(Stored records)
Content starts
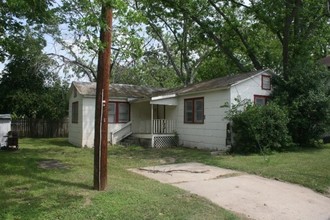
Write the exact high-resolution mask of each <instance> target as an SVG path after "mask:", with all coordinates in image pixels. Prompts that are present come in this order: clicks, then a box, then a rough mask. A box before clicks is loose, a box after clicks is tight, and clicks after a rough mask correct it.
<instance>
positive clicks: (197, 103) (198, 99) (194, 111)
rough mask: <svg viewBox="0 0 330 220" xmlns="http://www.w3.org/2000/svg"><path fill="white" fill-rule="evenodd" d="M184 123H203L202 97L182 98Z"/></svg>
mask: <svg viewBox="0 0 330 220" xmlns="http://www.w3.org/2000/svg"><path fill="white" fill-rule="evenodd" d="M184 123H196V124H202V123H204V98H193V99H185V100H184Z"/></svg>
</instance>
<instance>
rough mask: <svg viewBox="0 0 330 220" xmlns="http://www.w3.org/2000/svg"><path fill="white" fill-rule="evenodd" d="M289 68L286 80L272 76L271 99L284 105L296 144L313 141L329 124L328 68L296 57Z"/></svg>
mask: <svg viewBox="0 0 330 220" xmlns="http://www.w3.org/2000/svg"><path fill="white" fill-rule="evenodd" d="M299 64H300V66H299V65H297V66H296V68H295V69H292V68H291V73H290V76H289V77H288V79H287V80H285V79H284V77H283V76H278V77H275V79H274V85H275V88H274V92H273V97H274V101H275V102H276V103H278V104H279V105H280V106H282V107H283V108H285V109H287V111H288V115H289V119H290V121H289V123H288V128H289V132H290V135H291V136H292V138H293V141H294V142H295V143H297V144H299V145H300V146H310V145H311V144H312V145H313V144H314V143H315V141H318V140H319V138H320V137H321V135H322V134H323V133H324V132H325V131H326V129H328V128H329V124H330V114H329V109H330V96H329V95H330V89H329V82H330V72H329V71H327V70H326V69H325V67H320V66H315V65H314V64H313V63H308V62H307V63H306V60H305V59H303V60H300V62H299Z"/></svg>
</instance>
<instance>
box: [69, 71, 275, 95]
mask: <svg viewBox="0 0 330 220" xmlns="http://www.w3.org/2000/svg"><path fill="white" fill-rule="evenodd" d="M261 73H268V74H271V73H272V72H271V71H270V70H258V71H253V72H248V73H243V74H236V75H230V76H225V77H220V78H216V79H212V80H208V81H203V82H200V83H195V84H192V85H188V86H186V87H181V88H176V89H162V88H150V87H145V86H136V85H127V84H111V85H110V97H121V98H151V97H153V96H158V95H168V94H176V95H183V94H189V93H193V92H201V91H208V90H214V89H225V88H228V87H230V86H231V85H233V84H235V83H239V82H241V81H244V80H246V79H248V78H250V77H253V76H255V75H257V74H261ZM73 84H74V86H75V87H76V88H77V90H78V92H79V93H80V94H82V95H84V96H95V94H96V83H89V82H73Z"/></svg>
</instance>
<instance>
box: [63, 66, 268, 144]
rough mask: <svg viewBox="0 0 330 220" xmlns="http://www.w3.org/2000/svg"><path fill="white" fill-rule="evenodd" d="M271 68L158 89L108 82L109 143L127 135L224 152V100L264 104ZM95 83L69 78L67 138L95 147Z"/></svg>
mask: <svg viewBox="0 0 330 220" xmlns="http://www.w3.org/2000/svg"><path fill="white" fill-rule="evenodd" d="M271 74H272V72H271V71H270V70H260V71H255V72H250V73H245V74H239V75H232V76H226V77H222V78H217V79H213V80H209V81H204V82H201V83H196V84H193V85H189V86H187V87H183V88H178V89H171V90H162V89H152V88H146V87H141V86H132V85H122V84H112V85H110V100H109V112H108V116H109V134H108V138H109V142H110V143H112V144H115V143H118V142H119V141H121V140H122V139H123V138H125V137H127V136H133V137H136V138H141V139H143V140H150V145H151V146H152V147H163V146H167V145H173V143H174V142H175V141H176V139H177V138H178V140H179V144H180V145H183V146H187V147H196V148H201V149H212V150H224V149H227V148H228V145H230V140H231V135H230V132H228V131H229V130H230V129H229V127H228V121H227V120H225V116H226V111H227V110H228V109H226V108H220V106H222V105H224V104H225V103H235V98H237V97H240V98H241V99H242V100H243V99H250V100H251V101H252V102H254V103H255V104H259V105H264V104H266V102H267V99H268V97H269V95H270V92H271V84H270V81H271V80H270V79H271ZM95 94H96V84H95V83H78V82H73V83H72V86H71V88H70V104H69V106H70V107H69V119H70V120H69V142H71V143H72V144H74V145H76V146H81V147H93V142H94V117H95Z"/></svg>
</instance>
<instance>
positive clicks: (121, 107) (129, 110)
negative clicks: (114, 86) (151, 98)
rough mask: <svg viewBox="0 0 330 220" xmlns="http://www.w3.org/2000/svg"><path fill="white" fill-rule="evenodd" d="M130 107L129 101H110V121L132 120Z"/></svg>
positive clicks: (109, 108)
mask: <svg viewBox="0 0 330 220" xmlns="http://www.w3.org/2000/svg"><path fill="white" fill-rule="evenodd" d="M129 115H130V108H129V103H127V102H110V103H109V114H108V116H109V122H110V123H127V122H129V120H130V116H129Z"/></svg>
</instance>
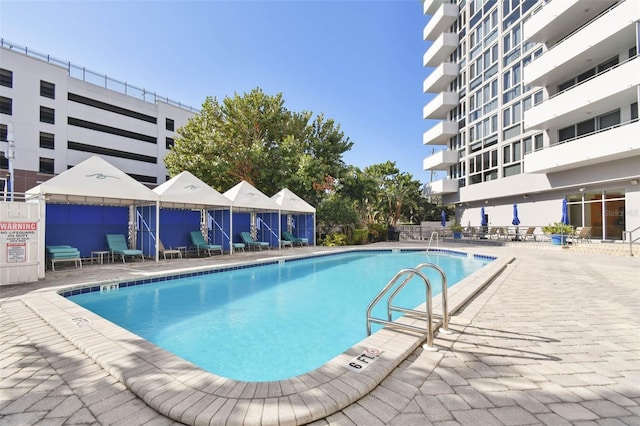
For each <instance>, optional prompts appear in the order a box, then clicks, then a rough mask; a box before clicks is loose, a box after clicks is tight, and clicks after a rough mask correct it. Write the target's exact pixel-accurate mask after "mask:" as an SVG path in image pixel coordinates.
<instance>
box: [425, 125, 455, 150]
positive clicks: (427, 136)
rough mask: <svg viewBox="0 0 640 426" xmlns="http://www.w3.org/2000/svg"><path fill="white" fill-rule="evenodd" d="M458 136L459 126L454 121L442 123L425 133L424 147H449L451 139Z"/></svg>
mask: <svg viewBox="0 0 640 426" xmlns="http://www.w3.org/2000/svg"><path fill="white" fill-rule="evenodd" d="M457 134H458V124H456V123H455V122H453V121H441V122H439V123H437V124H436V125H435V126H433V127H432V128H430V129H429V130H427V131H426V132H424V134H423V135H422V144H423V145H447V143H448V142H449V139H450V138H452V137H453V136H455V135H457Z"/></svg>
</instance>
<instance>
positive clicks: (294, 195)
mask: <svg viewBox="0 0 640 426" xmlns="http://www.w3.org/2000/svg"><path fill="white" fill-rule="evenodd" d="M271 199H272V200H273V201H274V202H275V203H276V204H277V205H279V206H280V211H281V212H282V213H289V212H290V213H309V214H311V213H315V212H316V209H315V208H314V207H313V206H311V205H310V204H309V203H307V202H306V201H304V200H303V199H302V198H300V197H298V196H297V195H296V194H294V193H293V192H292V191H290V190H289V189H287V188H285V189H283V190H282V191H280V192H278V193H277V194H275V195H274V196H273V197H271Z"/></svg>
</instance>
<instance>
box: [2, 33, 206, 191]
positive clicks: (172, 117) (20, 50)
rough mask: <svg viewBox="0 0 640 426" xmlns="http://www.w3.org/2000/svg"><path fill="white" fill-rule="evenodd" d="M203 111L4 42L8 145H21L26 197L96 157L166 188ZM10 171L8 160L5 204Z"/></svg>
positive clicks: (17, 185) (4, 108)
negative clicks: (172, 159) (185, 134)
mask: <svg viewBox="0 0 640 426" xmlns="http://www.w3.org/2000/svg"><path fill="white" fill-rule="evenodd" d="M196 112H197V111H196V110H194V109H192V108H190V107H187V106H185V105H182V104H180V103H178V102H175V101H172V100H169V99H167V98H161V97H159V96H158V95H156V94H155V93H153V92H150V91H147V90H145V89H140V88H137V87H135V86H132V85H130V84H127V83H125V82H122V81H117V80H114V79H111V78H109V77H107V76H105V75H101V74H98V73H95V72H92V71H89V70H87V69H86V68H84V67H80V66H76V65H73V64H71V63H70V62H67V61H61V60H58V59H55V58H53V57H51V56H50V55H47V54H42V53H38V52H36V51H34V50H31V49H28V48H26V47H22V46H18V45H16V44H13V43H11V42H8V41H6V40H1V43H0V141H3V142H7V139H13V140H10V141H9V142H10V143H11V144H12V145H14V146H15V148H14V151H15V158H13V160H12V161H13V164H12V166H13V169H14V176H13V178H14V179H13V181H14V184H15V188H14V191H13V192H17V193H23V192H25V191H26V190H27V189H30V188H32V187H34V186H36V185H37V184H38V183H40V182H43V181H46V180H47V179H49V178H51V177H53V176H54V175H56V174H59V173H62V172H63V171H65V170H67V169H68V168H70V167H72V166H75V165H76V164H78V163H80V162H82V161H84V160H86V159H87V158H89V157H90V156H92V155H99V156H101V157H102V158H104V159H105V160H106V161H108V162H109V163H111V164H113V165H114V166H116V167H117V168H119V169H120V170H122V171H123V172H125V173H127V174H129V175H130V176H132V177H133V178H134V179H136V180H138V181H139V182H141V183H144V184H148V185H150V186H155V185H158V184H161V183H163V182H165V180H166V179H167V169H166V167H165V165H164V157H165V155H166V153H167V151H168V149H169V148H170V146H171V145H172V144H173V140H174V137H175V136H176V130H177V129H178V128H179V127H181V126H183V125H184V124H186V123H187V121H188V120H189V118H191V117H193V116H194V115H195V114H196ZM10 130H11V131H10ZM3 145H4V147H7V144H6V143H5V144H3ZM2 150H3V148H1V146H0V151H2ZM4 150H5V151H6V150H7V149H6V148H4ZM9 165H10V164H9V160H8V155H2V154H1V153H0V199H1V200H4V199H5V198H6V197H7V192H8V191H7V188H8V186H9V185H8V182H9Z"/></svg>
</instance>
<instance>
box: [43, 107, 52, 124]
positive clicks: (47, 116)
mask: <svg viewBox="0 0 640 426" xmlns="http://www.w3.org/2000/svg"><path fill="white" fill-rule="evenodd" d="M40 122H41V123H49V124H56V111H55V110H54V109H53V108H47V107H43V106H41V107H40Z"/></svg>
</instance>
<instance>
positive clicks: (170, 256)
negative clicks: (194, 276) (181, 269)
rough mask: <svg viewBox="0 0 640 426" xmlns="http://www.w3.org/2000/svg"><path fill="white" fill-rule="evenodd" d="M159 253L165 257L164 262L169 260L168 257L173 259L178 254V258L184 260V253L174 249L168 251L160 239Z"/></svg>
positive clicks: (179, 250)
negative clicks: (170, 257)
mask: <svg viewBox="0 0 640 426" xmlns="http://www.w3.org/2000/svg"><path fill="white" fill-rule="evenodd" d="M158 251H159V252H160V253H161V254H162V256H163V257H164V260H167V255H169V257H171V256H173V255H174V254H177V255H178V257H179V258H180V259H182V251H180V250H178V249H174V248H168V249H167V248H165V246H164V244H162V240H161V239H159V238H158Z"/></svg>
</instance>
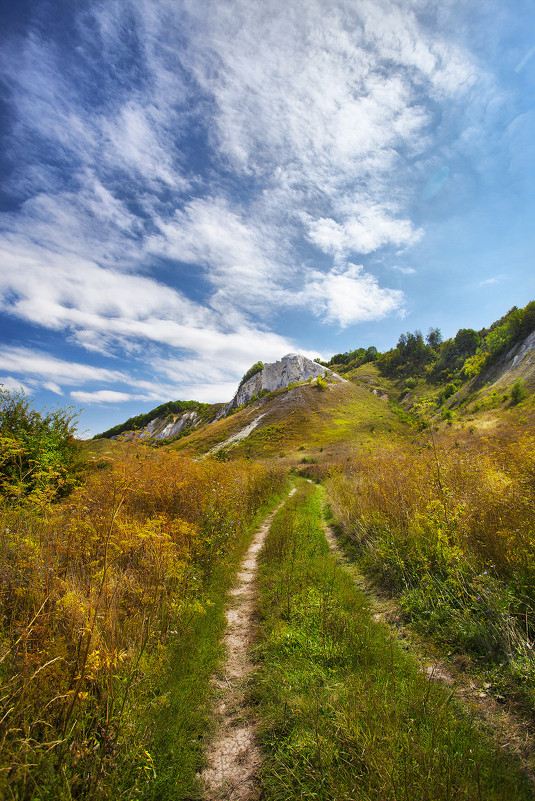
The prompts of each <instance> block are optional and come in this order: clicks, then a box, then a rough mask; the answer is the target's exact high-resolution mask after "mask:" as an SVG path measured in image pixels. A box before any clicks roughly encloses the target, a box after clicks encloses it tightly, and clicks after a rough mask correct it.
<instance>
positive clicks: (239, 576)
mask: <svg viewBox="0 0 535 801" xmlns="http://www.w3.org/2000/svg"><path fill="white" fill-rule="evenodd" d="M295 491H296V490H295V489H292V490H291V492H290V493H289V495H288V498H289V497H290V496H291V495H293V494H294V492H295ZM288 498H286V499H285V500H284V501H282V502H281V503H280V504H279V505H278V506H277V507H276V508H275V509H274V510H273V512H272V513H271V514H270V515H269V516H268V517H267V518H266V519H265V520H264V522H263V523H262V525H261V526H260V527H259V529H258V530H257V532H256V533H255V535H254V537H253V539H252V541H251V544H250V545H249V548H248V549H247V552H246V554H245V556H244V558H243V561H242V563H241V567H240V571H239V572H238V575H237V578H236V585H235V586H234V588H233V589H232V590H231V591H230V596H231V603H230V605H229V607H228V608H227V611H226V617H227V629H226V632H225V635H224V645H225V651H226V661H225V664H224V665H223V668H222V670H221V671H220V673H219V674H218V676H216V677H214V680H213V682H214V686H215V688H216V691H217V692H218V695H219V701H218V704H217V706H216V710H215V717H216V734H215V737H214V739H213V740H212V742H211V743H210V745H209V747H208V749H207V753H206V757H207V763H208V764H207V767H206V768H205V770H204V771H203V773H202V780H203V783H204V796H203V797H204V799H205V801H223V800H225V801H227V800H228V801H253V799H255V798H257V797H258V793H257V781H256V776H257V773H258V768H259V766H260V764H261V762H262V755H261V753H260V750H259V748H258V745H257V743H256V721H255V718H254V714H253V712H252V710H251V709H250V708H249V707H248V706H247V704H246V702H245V693H246V688H247V680H248V677H249V676H250V674H251V673H252V671H253V669H254V666H253V663H252V662H251V659H250V657H249V649H250V646H251V644H252V642H253V639H254V634H255V624H254V621H253V612H254V605H255V597H256V571H257V560H258V554H259V553H260V551H261V549H262V547H263V545H264V541H265V538H266V535H267V533H268V531H269V529H270V526H271V523H272V522H273V518H274V517H275V515H276V514H277V512H278V511H279V509H281V507H282V506H284V504H285V503H286V501H287V500H288Z"/></svg>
Content ends
:: DIRECTIONS ::
Look through the entries above and copy each line that has "this" in it.

:: THE COMPLETED TASK ::
Write the exact high-resolution mask of each <instance> target as an SVG path after "mask:", with all coordinates in image pixels. Prompts that are present come in this order: clicks, then a box, then a rough mask. A box before clicks is loose, a box after clicks is tight, and clicks after a rough mask correct it.
The prompts of each <instance> block are optional and come in this order: clicks, then a box, then a rough mask; the answer is the target's exact high-resolution mask after "mask:" as an SVG path measured in image pixels. A box before any clicks roughly encloses the target, a box after clicks encloses it tightly, and clicks after a rough mask correct it.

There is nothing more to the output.